TASK ITEM A:
Repeat the part of the passage on the Rush school design that opens with the words containing "The design incorporates" and closes with "and nightly activities.".

GIVEN PASSAGE:

=== Begin Enclosure ===

Rush, a coastal town on the edge of the Irish sea; a place driven by its relationship with the sea and the land as evidenced by its thriving fishing and horticultural industries.

The site stands as a guardian between the community and the sea. It marks the end of the main street and the beginning of the town’s seascape.

The design of a primary school for Rush represents an opportunity to create spaces to allow a variety of individual and communal activities to flourish and to help foster growth of all the members of its community, young and old.

The design incorporates the adjoining public park, wrapping it around the school buildings, allowing the community to surround the school on all sides.

A communal activity tower acts as the gatekeeper and gatherer, a beacon to collective learning. The tower, clad in marine plywood, drives the social activities of the school and community day and night. Its stature and transparency help express to the community its daily and nightly activities.

A sea route provides a continuation from the town’s main street allowing access to the tower, school, public buildings and sea square.

=== End Enclosure ===

TASK ITEM B:
Please turn the rows, from their start through the line containing "positive clicks: (73, 102) (58, 88)", into a JSON list of strings, one string per line, with blank lines skipped and the picture left out.

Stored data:

=== Begin Enclosure ===

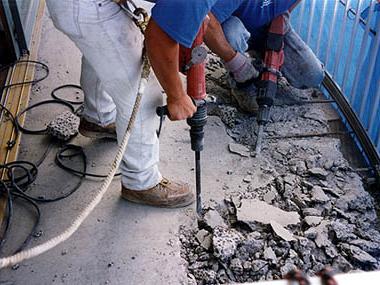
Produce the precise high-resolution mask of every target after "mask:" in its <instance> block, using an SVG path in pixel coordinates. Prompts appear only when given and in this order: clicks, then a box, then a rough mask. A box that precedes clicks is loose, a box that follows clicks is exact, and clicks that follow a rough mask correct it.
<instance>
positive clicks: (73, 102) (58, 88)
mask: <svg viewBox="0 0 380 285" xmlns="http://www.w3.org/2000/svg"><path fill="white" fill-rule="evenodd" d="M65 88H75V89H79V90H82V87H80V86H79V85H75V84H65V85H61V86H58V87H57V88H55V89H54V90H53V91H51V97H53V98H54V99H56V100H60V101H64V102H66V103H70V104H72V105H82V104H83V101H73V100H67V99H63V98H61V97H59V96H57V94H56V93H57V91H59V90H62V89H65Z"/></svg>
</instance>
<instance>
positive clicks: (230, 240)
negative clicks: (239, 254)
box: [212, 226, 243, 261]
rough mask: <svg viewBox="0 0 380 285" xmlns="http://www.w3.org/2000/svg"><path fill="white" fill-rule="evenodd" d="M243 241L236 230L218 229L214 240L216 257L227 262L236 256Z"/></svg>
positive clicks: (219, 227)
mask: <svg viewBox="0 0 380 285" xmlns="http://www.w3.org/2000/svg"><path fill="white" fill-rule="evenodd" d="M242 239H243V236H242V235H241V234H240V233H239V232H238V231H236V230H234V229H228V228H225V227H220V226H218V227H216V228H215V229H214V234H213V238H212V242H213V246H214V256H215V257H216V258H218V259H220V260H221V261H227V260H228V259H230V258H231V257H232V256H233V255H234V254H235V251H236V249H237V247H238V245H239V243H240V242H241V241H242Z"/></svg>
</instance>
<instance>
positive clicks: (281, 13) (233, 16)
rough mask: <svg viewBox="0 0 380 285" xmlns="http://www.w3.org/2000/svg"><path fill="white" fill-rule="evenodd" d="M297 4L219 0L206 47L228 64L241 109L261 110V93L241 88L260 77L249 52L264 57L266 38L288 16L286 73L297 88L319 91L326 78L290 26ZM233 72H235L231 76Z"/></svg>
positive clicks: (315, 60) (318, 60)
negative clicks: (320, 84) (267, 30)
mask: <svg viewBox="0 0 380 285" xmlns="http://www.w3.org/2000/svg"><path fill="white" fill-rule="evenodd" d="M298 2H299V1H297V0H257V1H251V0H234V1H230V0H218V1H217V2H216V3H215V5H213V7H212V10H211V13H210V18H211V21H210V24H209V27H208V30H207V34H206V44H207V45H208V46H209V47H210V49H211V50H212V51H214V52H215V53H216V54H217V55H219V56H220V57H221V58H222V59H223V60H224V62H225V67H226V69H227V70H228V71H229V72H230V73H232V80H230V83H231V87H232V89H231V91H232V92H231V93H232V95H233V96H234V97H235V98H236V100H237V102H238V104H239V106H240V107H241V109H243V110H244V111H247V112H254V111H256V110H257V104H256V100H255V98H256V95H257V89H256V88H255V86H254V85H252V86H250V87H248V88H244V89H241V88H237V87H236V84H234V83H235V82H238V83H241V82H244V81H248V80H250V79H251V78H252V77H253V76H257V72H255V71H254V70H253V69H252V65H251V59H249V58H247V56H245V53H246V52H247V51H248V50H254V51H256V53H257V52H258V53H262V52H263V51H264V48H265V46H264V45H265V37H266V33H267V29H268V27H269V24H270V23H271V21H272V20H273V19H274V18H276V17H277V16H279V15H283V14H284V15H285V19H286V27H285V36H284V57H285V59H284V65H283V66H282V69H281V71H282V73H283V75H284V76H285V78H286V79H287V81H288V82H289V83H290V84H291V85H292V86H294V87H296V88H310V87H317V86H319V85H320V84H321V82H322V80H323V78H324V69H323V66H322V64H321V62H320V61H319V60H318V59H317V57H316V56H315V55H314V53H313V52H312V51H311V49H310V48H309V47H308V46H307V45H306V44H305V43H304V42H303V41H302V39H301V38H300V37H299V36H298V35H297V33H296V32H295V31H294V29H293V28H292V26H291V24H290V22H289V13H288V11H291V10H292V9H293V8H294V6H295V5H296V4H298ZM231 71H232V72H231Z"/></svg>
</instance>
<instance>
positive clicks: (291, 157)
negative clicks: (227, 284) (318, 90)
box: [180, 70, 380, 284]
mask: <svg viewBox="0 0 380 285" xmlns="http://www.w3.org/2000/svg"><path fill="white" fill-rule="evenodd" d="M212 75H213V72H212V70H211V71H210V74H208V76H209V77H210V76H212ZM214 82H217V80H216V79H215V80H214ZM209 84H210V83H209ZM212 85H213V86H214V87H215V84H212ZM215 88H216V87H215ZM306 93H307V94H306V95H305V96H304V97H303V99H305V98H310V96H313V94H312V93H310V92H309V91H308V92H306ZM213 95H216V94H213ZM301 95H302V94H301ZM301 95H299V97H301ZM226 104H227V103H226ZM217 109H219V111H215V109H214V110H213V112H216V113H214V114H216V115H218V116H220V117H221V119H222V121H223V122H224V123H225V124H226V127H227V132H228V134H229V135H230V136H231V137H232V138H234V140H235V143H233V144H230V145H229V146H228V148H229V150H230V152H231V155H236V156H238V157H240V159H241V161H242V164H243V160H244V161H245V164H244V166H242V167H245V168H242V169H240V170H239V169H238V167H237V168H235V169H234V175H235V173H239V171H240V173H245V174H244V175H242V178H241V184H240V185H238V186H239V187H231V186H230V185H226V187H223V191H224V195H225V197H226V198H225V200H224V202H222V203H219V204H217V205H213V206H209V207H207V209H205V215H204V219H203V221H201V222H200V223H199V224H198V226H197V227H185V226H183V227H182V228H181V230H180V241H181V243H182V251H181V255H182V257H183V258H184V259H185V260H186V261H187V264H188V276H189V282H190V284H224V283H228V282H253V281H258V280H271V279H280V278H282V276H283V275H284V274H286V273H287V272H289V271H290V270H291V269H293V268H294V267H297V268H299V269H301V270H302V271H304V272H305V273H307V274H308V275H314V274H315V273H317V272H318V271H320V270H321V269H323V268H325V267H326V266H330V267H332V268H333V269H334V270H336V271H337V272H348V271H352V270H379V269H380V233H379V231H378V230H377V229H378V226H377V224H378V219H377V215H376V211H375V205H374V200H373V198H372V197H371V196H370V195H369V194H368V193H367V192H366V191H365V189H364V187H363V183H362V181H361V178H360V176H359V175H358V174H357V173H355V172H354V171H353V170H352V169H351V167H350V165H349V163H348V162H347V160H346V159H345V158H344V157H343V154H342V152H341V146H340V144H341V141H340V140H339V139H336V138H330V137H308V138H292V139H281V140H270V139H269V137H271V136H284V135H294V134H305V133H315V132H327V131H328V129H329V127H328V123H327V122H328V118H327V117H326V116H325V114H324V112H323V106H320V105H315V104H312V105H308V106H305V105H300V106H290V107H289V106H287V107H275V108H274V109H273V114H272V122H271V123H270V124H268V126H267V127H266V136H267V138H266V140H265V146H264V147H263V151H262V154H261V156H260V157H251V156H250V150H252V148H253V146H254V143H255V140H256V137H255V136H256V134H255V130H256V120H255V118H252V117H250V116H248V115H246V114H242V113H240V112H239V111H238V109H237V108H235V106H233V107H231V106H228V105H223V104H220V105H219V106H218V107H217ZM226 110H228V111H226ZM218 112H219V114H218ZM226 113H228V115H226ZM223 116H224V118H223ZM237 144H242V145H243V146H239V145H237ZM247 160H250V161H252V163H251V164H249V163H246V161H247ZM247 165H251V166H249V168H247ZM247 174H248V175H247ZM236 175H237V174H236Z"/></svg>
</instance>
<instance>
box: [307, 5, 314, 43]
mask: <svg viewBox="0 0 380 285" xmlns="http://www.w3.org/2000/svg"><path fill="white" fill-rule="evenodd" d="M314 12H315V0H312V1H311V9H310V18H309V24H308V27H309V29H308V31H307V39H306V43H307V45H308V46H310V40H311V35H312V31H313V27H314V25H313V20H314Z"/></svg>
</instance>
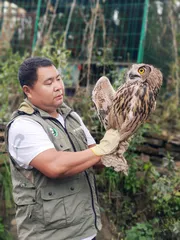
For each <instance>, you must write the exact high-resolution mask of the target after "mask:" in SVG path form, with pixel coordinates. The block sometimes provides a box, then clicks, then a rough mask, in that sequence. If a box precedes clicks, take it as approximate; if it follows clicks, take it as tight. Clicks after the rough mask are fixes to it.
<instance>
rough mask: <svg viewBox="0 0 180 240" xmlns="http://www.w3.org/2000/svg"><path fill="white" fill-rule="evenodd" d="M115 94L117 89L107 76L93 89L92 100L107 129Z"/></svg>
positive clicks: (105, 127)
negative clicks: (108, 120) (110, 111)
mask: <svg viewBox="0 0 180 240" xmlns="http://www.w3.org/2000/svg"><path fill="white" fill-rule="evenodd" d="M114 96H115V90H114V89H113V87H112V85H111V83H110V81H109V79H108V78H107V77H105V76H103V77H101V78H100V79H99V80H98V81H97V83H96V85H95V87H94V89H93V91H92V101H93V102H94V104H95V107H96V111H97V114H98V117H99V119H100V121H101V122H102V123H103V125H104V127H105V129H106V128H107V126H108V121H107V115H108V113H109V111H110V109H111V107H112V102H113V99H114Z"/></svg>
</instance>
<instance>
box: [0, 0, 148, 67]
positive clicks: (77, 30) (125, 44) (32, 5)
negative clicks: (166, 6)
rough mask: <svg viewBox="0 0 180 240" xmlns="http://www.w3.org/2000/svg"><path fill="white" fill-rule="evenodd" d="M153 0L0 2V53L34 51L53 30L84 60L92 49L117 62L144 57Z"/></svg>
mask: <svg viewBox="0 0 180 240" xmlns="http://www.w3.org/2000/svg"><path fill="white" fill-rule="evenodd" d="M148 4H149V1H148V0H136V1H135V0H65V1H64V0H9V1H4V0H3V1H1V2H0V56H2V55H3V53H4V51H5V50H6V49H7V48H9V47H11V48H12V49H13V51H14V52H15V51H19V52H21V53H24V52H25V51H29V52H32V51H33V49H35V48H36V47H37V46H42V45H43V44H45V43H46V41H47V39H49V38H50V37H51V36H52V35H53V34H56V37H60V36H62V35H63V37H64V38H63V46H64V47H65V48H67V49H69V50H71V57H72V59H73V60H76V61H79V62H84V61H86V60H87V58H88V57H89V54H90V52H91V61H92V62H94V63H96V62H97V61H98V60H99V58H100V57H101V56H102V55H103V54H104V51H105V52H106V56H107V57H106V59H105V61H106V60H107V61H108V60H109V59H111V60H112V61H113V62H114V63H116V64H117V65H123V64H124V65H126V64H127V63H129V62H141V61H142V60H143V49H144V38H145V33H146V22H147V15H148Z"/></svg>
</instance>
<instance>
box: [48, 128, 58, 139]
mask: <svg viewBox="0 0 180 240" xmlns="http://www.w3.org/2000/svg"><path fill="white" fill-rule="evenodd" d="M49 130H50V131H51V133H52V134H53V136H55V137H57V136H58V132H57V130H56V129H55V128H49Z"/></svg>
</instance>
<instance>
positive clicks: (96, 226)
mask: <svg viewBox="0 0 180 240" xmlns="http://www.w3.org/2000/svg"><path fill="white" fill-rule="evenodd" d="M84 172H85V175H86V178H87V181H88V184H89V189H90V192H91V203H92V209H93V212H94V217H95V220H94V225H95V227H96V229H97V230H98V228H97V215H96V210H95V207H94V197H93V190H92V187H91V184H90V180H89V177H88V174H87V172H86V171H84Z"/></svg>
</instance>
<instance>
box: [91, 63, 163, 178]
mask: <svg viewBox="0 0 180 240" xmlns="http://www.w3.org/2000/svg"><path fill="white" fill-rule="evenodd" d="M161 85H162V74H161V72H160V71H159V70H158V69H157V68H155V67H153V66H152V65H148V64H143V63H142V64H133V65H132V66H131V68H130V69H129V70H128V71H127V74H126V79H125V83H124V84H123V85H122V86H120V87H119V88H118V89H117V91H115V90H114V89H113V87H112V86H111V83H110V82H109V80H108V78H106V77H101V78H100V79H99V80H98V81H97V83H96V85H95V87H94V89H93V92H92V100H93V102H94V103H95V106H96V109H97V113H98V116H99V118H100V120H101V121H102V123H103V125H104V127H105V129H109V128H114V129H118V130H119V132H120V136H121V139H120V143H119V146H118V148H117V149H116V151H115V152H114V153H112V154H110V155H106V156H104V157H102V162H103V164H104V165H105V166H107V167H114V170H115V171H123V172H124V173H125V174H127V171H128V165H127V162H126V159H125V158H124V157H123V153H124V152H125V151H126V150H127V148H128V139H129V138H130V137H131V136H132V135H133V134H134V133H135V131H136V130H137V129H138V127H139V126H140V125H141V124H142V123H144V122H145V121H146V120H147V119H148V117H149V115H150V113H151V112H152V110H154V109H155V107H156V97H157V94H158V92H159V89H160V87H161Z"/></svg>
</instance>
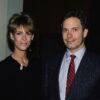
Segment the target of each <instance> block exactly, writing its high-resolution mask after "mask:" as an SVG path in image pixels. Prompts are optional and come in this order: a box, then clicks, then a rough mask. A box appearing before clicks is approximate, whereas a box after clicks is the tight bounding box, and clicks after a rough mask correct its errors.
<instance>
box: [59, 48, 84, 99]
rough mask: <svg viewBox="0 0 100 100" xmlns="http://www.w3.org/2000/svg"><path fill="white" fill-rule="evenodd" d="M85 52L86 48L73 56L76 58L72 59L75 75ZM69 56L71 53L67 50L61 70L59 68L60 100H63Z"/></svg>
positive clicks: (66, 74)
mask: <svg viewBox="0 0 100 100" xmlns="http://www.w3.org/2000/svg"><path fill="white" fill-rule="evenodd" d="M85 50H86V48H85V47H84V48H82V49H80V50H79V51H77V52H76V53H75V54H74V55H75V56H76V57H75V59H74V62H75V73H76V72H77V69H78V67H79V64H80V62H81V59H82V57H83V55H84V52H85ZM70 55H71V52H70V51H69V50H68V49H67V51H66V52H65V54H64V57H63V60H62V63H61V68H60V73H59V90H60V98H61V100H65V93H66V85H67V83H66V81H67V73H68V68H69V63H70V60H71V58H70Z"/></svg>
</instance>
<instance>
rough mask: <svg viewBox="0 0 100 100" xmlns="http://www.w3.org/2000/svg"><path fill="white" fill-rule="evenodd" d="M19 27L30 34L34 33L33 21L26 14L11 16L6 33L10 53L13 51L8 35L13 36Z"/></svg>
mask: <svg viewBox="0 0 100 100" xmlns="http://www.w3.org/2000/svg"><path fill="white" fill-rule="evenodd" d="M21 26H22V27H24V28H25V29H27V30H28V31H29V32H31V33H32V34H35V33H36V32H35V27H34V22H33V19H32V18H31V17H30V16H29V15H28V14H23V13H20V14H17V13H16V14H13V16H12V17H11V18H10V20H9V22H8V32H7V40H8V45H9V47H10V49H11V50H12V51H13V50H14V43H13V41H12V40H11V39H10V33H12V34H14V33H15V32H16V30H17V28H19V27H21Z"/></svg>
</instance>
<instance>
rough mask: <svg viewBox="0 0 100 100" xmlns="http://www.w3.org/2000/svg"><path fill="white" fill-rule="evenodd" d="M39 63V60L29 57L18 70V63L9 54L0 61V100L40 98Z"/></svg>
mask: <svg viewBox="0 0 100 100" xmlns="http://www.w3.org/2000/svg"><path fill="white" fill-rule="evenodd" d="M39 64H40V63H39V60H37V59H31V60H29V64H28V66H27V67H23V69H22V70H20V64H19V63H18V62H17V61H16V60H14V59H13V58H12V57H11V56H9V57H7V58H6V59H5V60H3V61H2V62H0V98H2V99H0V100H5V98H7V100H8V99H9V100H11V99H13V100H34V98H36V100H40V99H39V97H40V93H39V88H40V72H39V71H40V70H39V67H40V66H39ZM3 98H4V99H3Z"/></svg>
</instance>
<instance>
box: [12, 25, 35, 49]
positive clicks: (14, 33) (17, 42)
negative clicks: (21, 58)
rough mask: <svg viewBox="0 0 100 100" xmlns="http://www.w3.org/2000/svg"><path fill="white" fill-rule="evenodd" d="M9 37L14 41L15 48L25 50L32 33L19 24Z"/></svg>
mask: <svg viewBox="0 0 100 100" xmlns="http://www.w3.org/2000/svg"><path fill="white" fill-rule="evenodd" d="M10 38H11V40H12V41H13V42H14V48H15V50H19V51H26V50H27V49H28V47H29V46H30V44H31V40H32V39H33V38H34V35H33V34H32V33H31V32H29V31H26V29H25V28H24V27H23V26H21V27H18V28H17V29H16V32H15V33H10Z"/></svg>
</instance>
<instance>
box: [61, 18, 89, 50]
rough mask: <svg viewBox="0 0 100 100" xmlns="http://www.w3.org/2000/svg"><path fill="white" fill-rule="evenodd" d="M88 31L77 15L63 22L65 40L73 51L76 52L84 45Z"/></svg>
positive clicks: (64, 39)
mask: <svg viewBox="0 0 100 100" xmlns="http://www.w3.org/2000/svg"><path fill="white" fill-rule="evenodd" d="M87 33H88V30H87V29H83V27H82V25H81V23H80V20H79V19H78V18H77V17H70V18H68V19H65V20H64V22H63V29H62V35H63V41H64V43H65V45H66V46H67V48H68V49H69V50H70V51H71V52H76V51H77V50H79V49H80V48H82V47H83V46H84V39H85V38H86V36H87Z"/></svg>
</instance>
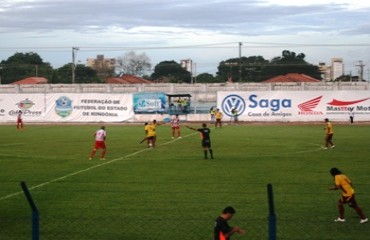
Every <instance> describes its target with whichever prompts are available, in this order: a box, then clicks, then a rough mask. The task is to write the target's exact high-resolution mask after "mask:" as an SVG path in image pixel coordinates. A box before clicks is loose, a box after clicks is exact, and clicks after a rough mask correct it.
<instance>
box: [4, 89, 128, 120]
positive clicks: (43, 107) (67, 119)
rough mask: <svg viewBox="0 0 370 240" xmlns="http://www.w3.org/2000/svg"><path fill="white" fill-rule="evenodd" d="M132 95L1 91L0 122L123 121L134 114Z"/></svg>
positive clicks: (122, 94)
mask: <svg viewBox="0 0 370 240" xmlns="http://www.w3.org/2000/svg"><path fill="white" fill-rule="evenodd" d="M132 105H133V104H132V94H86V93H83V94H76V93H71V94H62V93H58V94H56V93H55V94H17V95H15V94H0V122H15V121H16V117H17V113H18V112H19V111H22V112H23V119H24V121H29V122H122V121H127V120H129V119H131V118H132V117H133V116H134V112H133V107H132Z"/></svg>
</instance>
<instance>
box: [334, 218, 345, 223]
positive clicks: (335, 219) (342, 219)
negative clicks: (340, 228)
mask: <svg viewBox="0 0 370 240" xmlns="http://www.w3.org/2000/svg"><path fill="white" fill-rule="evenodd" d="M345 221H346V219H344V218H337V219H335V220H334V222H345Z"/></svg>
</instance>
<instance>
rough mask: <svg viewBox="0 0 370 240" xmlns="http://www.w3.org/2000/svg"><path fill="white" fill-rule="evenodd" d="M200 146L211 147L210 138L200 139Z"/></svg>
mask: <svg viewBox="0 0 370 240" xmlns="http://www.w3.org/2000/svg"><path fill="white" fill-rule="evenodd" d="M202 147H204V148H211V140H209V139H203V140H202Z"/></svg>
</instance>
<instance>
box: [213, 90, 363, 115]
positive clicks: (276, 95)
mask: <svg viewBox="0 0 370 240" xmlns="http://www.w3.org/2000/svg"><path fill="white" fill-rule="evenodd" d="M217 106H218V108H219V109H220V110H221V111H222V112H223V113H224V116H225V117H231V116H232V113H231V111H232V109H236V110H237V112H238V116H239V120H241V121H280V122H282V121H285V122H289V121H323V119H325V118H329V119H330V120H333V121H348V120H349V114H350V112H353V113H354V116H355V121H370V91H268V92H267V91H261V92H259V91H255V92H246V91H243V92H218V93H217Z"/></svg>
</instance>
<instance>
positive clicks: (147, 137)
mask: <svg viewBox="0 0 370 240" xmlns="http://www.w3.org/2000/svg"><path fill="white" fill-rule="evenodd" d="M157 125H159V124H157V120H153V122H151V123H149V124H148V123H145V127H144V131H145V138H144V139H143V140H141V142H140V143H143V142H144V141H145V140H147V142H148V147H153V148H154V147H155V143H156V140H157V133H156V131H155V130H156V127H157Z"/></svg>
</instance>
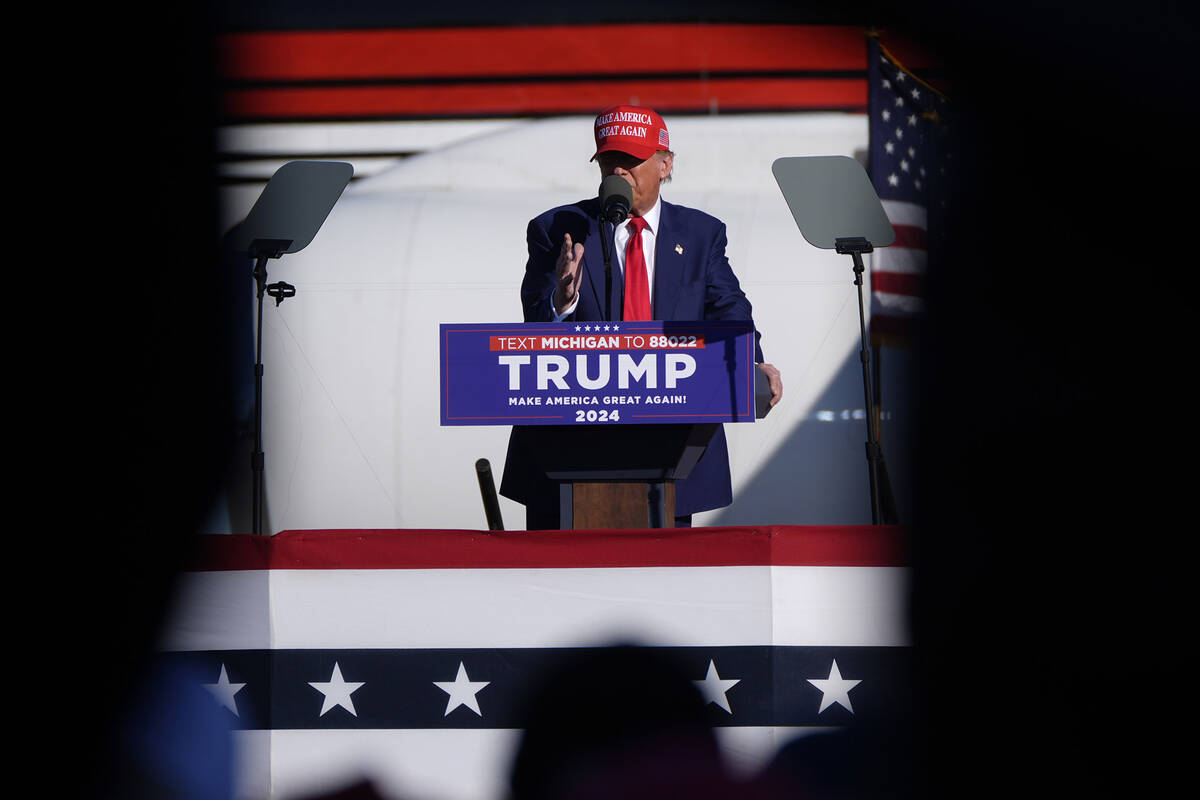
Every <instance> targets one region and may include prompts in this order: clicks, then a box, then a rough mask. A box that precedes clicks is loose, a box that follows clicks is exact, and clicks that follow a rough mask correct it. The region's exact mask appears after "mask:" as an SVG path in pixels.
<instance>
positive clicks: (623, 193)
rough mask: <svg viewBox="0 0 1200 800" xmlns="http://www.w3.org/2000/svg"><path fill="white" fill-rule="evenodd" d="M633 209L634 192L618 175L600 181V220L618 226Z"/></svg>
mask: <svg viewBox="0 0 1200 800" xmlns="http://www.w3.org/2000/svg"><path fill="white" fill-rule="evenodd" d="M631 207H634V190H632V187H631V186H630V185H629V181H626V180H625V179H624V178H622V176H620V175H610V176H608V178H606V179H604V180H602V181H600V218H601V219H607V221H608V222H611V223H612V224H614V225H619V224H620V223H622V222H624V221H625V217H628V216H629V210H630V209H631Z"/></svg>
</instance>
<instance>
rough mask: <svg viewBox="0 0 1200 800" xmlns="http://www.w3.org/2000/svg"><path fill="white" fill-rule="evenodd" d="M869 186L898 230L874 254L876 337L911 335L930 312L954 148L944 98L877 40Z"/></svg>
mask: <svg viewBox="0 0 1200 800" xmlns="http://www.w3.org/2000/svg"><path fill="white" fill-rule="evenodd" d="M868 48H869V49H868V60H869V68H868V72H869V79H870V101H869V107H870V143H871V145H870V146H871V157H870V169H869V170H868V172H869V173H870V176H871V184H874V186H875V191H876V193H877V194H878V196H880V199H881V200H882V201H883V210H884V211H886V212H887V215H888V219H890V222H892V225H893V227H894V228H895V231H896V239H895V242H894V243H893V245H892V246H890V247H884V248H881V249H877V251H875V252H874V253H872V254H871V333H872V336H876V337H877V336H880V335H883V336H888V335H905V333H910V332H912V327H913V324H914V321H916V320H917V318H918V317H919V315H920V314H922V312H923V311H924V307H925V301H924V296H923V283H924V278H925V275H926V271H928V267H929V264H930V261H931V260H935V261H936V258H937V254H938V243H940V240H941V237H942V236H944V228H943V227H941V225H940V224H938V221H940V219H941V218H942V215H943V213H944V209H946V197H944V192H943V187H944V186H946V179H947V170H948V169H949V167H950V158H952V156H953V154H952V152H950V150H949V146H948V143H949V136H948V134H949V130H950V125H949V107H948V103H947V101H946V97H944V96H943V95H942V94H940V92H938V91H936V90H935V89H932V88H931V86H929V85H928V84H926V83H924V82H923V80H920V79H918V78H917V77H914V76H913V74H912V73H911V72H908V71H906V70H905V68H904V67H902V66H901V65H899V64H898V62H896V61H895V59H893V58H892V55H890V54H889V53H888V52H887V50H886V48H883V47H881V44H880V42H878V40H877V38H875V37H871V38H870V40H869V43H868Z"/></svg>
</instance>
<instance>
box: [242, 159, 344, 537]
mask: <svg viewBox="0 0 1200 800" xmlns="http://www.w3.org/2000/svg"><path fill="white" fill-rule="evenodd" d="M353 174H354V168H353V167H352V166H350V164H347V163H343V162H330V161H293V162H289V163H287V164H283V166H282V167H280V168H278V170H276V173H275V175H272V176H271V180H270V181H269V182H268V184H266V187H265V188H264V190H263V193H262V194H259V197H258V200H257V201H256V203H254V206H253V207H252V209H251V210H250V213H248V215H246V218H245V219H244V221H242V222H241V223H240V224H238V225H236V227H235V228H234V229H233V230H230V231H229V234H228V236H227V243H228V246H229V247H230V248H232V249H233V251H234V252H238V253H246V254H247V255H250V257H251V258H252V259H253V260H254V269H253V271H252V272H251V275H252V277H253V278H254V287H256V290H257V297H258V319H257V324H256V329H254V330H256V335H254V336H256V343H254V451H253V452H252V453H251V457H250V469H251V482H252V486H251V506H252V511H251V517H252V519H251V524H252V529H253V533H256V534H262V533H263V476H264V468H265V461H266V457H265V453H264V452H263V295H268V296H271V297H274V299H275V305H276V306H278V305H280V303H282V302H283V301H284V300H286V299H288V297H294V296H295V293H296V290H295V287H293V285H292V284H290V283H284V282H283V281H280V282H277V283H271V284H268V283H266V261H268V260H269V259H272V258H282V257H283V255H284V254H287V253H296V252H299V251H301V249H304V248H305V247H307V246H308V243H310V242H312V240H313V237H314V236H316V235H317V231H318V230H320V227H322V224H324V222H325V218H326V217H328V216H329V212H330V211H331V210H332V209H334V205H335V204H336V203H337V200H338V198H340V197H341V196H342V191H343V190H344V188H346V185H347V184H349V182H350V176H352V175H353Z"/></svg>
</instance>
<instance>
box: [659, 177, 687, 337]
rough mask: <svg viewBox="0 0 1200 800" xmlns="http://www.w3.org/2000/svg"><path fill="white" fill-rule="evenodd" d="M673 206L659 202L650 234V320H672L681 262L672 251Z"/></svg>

=== End Enclosure ===

WRITTEN RESPONSE A:
The design incorporates the adjoining public park, wrapping it around the school buildings, allowing the community to surround the school on all sides.

A communal activity tower acts as the gatekeeper and gatherer, a beacon to collective learning. The tower, clad in marine plywood, drives the social activities of the school and community day and night. Its stature and transparency help express to the community its daily and nightly activities.

WRITTEN RESPONSE B:
[
  "Produce the precise high-resolution mask of every target after \"mask:\" in its <instance> block, using an SVG path in pixel coordinates. Prompts appear only when given and in this order: clicks, then a box, then a rough mask. A box that precedes clicks is loose, a box that follows clicks is exact, and clicks that follow a rough mask correct it.",
  "<instance>",
  "positive clicks: (73, 102) (58, 88)"
]